## EXERCISE TASK
Your task is to return, word for word, only the lines from the line with "target | bare shoulder" through the close of the data. Exclude all pictures.

Labeled-object pointing entries
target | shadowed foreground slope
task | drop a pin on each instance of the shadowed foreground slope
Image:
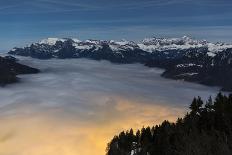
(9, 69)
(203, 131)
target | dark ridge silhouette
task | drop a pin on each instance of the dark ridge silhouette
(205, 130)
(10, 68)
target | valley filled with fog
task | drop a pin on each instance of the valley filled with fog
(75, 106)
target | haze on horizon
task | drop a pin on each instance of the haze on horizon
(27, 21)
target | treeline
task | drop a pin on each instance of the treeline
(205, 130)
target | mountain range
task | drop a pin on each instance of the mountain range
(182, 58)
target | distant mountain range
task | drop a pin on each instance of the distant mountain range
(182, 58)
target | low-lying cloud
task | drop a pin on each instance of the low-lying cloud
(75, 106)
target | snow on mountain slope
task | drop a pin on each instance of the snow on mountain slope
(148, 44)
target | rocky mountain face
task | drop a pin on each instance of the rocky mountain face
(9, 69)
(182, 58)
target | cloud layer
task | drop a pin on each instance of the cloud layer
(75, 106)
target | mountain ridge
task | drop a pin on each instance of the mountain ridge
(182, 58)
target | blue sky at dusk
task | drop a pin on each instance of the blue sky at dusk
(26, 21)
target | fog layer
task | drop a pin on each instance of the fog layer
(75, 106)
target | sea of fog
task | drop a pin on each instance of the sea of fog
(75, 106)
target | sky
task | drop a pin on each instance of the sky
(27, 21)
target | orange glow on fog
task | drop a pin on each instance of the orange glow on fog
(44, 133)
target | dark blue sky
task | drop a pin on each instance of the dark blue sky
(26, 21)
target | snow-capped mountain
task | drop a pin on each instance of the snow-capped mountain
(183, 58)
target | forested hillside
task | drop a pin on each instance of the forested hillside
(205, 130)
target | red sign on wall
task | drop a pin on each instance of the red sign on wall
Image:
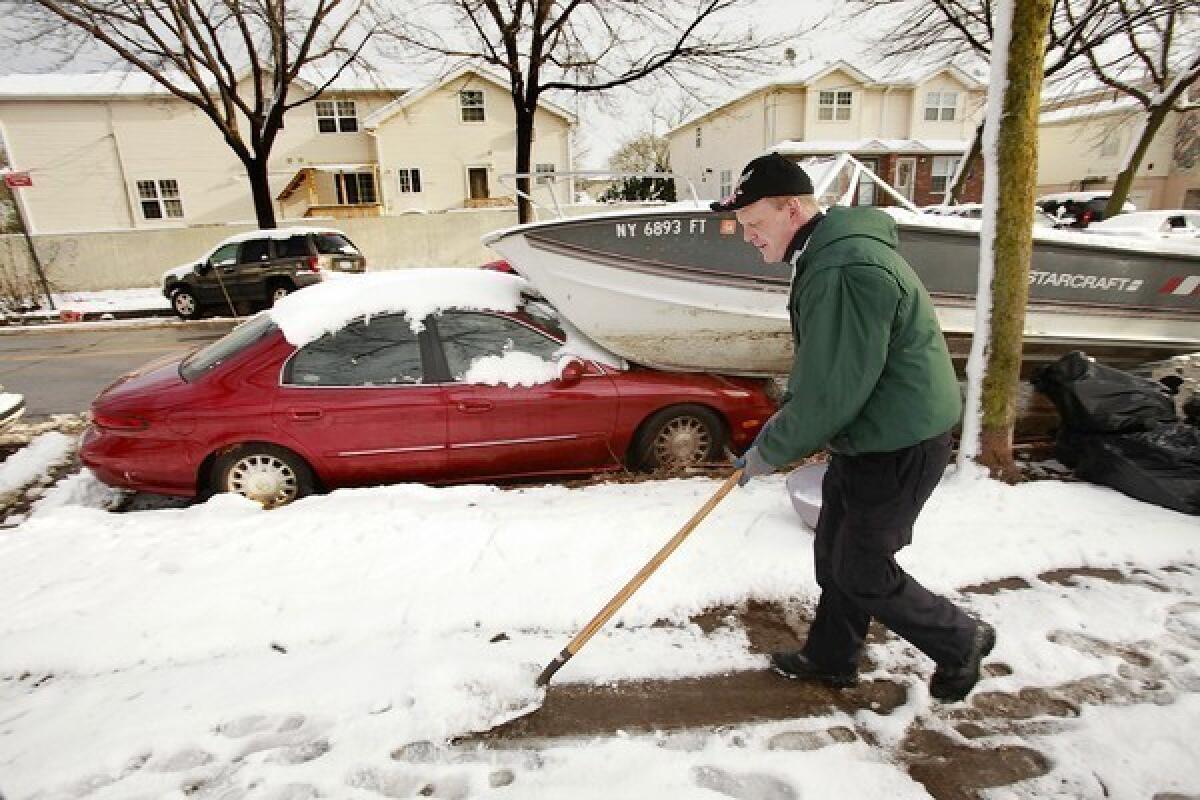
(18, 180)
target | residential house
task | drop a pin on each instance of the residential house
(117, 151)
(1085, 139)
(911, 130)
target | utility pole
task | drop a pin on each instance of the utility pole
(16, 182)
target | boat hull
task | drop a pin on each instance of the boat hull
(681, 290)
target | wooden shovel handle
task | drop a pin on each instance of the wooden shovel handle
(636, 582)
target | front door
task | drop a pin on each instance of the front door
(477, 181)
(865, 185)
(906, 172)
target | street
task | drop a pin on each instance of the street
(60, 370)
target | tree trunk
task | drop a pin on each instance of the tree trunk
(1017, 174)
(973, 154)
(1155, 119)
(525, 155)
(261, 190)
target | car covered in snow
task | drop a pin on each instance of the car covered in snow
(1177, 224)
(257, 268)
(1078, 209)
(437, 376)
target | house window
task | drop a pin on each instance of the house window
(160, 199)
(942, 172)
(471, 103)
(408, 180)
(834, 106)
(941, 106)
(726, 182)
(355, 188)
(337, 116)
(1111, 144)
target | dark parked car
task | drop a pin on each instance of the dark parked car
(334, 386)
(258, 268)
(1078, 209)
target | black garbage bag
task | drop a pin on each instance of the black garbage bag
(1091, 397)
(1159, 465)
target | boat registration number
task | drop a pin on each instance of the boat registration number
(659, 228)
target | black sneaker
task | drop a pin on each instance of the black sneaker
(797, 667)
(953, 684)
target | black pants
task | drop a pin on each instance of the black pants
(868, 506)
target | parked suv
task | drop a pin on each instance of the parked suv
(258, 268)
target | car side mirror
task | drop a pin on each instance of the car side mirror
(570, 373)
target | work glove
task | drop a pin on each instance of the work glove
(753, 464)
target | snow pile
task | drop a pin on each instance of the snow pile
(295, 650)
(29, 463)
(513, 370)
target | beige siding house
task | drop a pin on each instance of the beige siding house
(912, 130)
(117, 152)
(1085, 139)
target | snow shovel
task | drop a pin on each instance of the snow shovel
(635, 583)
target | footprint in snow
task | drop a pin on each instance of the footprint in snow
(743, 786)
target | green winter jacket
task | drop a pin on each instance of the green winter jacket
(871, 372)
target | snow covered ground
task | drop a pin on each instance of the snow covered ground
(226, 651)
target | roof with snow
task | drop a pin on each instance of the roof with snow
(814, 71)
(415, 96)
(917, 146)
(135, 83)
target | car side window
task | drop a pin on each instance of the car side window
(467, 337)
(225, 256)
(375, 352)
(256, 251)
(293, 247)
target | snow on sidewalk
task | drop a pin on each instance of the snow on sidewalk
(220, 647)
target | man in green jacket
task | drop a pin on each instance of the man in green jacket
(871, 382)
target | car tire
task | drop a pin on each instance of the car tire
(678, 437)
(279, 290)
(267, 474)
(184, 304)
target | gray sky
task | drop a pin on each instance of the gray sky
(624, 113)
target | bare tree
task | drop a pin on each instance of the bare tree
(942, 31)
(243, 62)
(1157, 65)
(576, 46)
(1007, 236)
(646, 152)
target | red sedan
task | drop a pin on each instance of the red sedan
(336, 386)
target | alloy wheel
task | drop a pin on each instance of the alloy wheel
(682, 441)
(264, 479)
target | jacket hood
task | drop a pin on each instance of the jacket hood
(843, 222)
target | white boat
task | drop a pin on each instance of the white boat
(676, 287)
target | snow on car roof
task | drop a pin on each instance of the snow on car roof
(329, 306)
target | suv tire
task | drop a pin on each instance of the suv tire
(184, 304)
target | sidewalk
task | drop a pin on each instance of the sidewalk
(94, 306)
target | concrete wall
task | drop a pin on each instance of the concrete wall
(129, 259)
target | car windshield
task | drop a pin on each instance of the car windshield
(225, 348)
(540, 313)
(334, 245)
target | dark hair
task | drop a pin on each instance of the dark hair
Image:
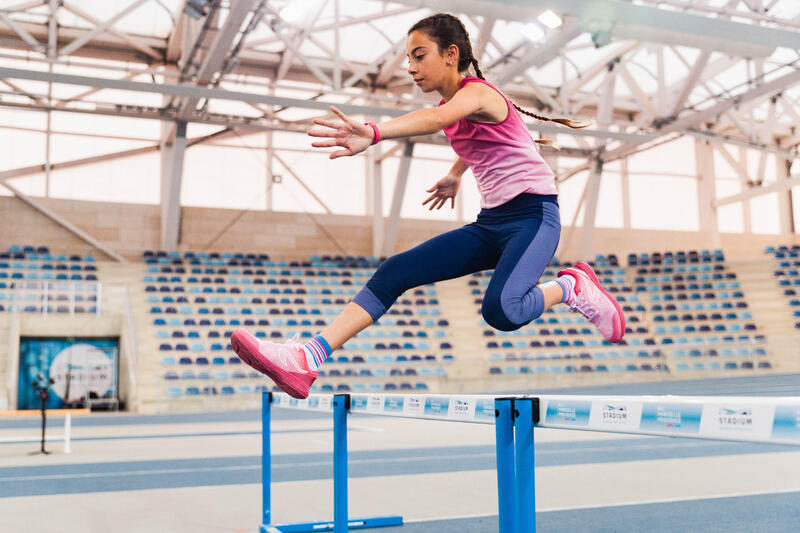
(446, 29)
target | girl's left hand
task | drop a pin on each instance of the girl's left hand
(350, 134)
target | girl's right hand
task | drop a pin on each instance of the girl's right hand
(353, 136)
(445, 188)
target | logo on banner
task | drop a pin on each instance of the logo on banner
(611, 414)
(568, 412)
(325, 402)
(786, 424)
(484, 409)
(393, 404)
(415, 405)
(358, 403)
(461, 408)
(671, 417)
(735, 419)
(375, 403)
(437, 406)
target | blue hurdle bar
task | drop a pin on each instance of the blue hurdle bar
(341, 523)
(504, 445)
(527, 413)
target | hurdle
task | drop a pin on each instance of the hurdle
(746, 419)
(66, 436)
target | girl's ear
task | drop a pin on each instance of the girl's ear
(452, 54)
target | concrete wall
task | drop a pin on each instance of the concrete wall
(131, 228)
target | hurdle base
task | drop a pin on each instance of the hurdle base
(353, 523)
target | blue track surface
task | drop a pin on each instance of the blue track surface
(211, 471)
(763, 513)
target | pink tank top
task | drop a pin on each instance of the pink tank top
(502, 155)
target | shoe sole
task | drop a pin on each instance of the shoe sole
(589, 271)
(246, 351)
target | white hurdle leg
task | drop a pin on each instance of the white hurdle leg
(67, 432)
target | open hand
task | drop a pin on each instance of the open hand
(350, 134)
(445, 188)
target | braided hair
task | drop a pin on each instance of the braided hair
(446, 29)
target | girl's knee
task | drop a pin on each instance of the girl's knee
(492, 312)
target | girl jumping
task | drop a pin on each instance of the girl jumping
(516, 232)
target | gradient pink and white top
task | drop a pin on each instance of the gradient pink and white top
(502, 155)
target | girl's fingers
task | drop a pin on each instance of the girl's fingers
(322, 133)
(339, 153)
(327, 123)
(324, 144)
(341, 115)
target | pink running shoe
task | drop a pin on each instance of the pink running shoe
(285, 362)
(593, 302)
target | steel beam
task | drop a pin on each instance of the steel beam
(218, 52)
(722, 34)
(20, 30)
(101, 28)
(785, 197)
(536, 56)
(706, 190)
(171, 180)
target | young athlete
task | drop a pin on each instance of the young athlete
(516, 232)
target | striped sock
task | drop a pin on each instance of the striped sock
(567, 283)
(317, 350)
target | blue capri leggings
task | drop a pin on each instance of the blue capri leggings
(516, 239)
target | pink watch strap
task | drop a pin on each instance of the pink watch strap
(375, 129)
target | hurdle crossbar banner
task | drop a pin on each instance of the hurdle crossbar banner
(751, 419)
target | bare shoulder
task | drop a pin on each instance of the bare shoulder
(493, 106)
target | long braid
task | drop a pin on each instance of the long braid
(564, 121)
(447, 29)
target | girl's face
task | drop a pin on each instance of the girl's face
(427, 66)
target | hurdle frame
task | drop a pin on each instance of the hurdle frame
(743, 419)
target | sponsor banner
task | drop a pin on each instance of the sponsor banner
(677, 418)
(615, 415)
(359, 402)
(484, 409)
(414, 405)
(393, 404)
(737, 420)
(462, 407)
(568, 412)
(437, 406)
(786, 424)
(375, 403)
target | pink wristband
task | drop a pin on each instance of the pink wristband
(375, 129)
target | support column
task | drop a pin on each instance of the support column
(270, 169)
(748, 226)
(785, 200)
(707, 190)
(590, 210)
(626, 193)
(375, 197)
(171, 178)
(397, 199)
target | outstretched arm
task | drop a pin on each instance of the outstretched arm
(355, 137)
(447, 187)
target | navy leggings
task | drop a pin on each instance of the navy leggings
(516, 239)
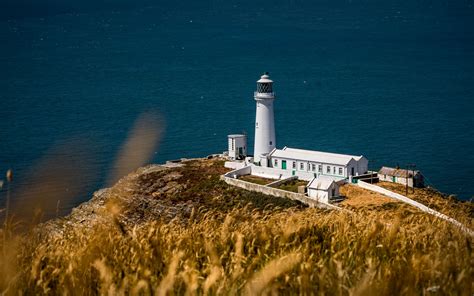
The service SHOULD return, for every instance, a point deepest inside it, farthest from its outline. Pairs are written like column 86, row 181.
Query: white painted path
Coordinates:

## WRITTEN SOLUTION
target | bare shoulder
task | drop a pin on each instance of the bare shoulder
(493, 106)
target | long braid
task | drop a pin on each instance of the long braid
(564, 121)
(447, 29)
target | girl's face
task | drop a pin on each instance of the girl's face
(427, 66)
target | hurdle frame
task | drop a pin on each instance of the hurdle frame
(743, 419)
target | sponsor banner
task | drop a pin on each instance of the sponsor banner
(677, 418)
(615, 415)
(359, 402)
(484, 409)
(414, 405)
(393, 404)
(737, 420)
(462, 407)
(568, 412)
(437, 406)
(786, 424)
(375, 403)
target | pink wristband
task | drop a pin on each instance of the pink wristband
(375, 129)
target | support column
task | drop a pin on each instance of the support column
(270, 169)
(748, 226)
(785, 200)
(707, 190)
(590, 210)
(626, 193)
(375, 197)
(171, 178)
(397, 199)
target | outstretched arm
task | drop a pin on each instance of the outstretched arm
(355, 137)
(447, 187)
target | navy leggings
task | drop a pin on each instance of the navy leggings
(516, 239)
The service SHOULD return, for every instance, a point deepest inside it, farthest from its outline. Pairs are written like column 86, row 181.
Query: white painted path
Coordinates:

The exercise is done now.